*SET PROBLEM:* Omit all images. Transcribe the rest of the material below exactly.

::::

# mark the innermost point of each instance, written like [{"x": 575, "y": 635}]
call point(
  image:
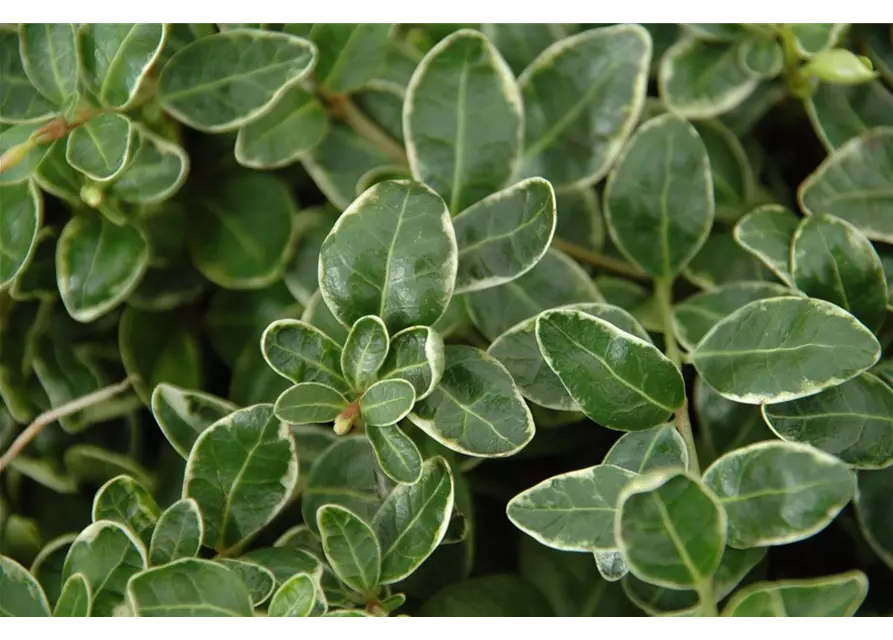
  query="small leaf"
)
[
  {"x": 387, "y": 402},
  {"x": 475, "y": 409},
  {"x": 178, "y": 533},
  {"x": 260, "y": 472},
  {"x": 122, "y": 499},
  {"x": 226, "y": 80},
  {"x": 603, "y": 369},
  {"x": 463, "y": 120},
  {"x": 413, "y": 520},
  {"x": 392, "y": 254},
  {"x": 213, "y": 591},
  {"x": 670, "y": 529},
  {"x": 780, "y": 349},
  {"x": 310, "y": 403},
  {"x": 503, "y": 236},
  {"x": 659, "y": 203},
  {"x": 350, "y": 546},
  {"x": 572, "y": 511},
  {"x": 777, "y": 493}
]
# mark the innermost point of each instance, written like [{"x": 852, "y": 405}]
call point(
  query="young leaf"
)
[
  {"x": 503, "y": 236},
  {"x": 107, "y": 555},
  {"x": 310, "y": 403},
  {"x": 178, "y": 533},
  {"x": 183, "y": 414},
  {"x": 838, "y": 596},
  {"x": 260, "y": 472},
  {"x": 75, "y": 601},
  {"x": 476, "y": 408},
  {"x": 122, "y": 499},
  {"x": 659, "y": 203},
  {"x": 387, "y": 402},
  {"x": 23, "y": 596},
  {"x": 572, "y": 511},
  {"x": 226, "y": 80},
  {"x": 852, "y": 183},
  {"x": 214, "y": 591},
  {"x": 777, "y": 493},
  {"x": 603, "y": 369},
  {"x": 392, "y": 254},
  {"x": 780, "y": 349},
  {"x": 604, "y": 76},
  {"x": 463, "y": 120},
  {"x": 302, "y": 353},
  {"x": 832, "y": 260},
  {"x": 413, "y": 520},
  {"x": 670, "y": 529},
  {"x": 415, "y": 355},
  {"x": 120, "y": 255},
  {"x": 350, "y": 546},
  {"x": 852, "y": 421},
  {"x": 364, "y": 352}
]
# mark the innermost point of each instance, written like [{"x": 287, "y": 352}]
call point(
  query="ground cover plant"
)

::::

*RESPONSE BELOW:*
# mark the innermost point of each instance, written like [{"x": 575, "y": 635}]
call point(
  image:
  query="small leaf"
)
[
  {"x": 387, "y": 402},
  {"x": 475, "y": 409},
  {"x": 178, "y": 533},
  {"x": 260, "y": 472},
  {"x": 122, "y": 499},
  {"x": 226, "y": 80},
  {"x": 603, "y": 369},
  {"x": 463, "y": 120},
  {"x": 413, "y": 520},
  {"x": 392, "y": 254},
  {"x": 213, "y": 591},
  {"x": 670, "y": 529},
  {"x": 780, "y": 349},
  {"x": 310, "y": 403},
  {"x": 503, "y": 236},
  {"x": 659, "y": 203},
  {"x": 350, "y": 546},
  {"x": 572, "y": 511},
  {"x": 777, "y": 493}
]
# mark the innermost point of each instance, written like [{"x": 852, "y": 405}]
call point(
  query="young leaf"
)
[
  {"x": 503, "y": 236},
  {"x": 107, "y": 555},
  {"x": 310, "y": 403},
  {"x": 178, "y": 533},
  {"x": 183, "y": 414},
  {"x": 838, "y": 596},
  {"x": 260, "y": 472},
  {"x": 75, "y": 601},
  {"x": 476, "y": 408},
  {"x": 122, "y": 499},
  {"x": 659, "y": 203},
  {"x": 387, "y": 402},
  {"x": 23, "y": 596},
  {"x": 572, "y": 511},
  {"x": 226, "y": 80},
  {"x": 852, "y": 183},
  {"x": 214, "y": 591},
  {"x": 777, "y": 493},
  {"x": 603, "y": 369},
  {"x": 392, "y": 254},
  {"x": 780, "y": 349},
  {"x": 604, "y": 76},
  {"x": 463, "y": 120},
  {"x": 302, "y": 353},
  {"x": 832, "y": 260},
  {"x": 413, "y": 520},
  {"x": 670, "y": 529},
  {"x": 415, "y": 355},
  {"x": 120, "y": 255},
  {"x": 350, "y": 546},
  {"x": 852, "y": 421},
  {"x": 364, "y": 352}
]
# mark the innermost point of each instance, written like [{"x": 287, "y": 352}]
call point(
  query="ground cover plant"
)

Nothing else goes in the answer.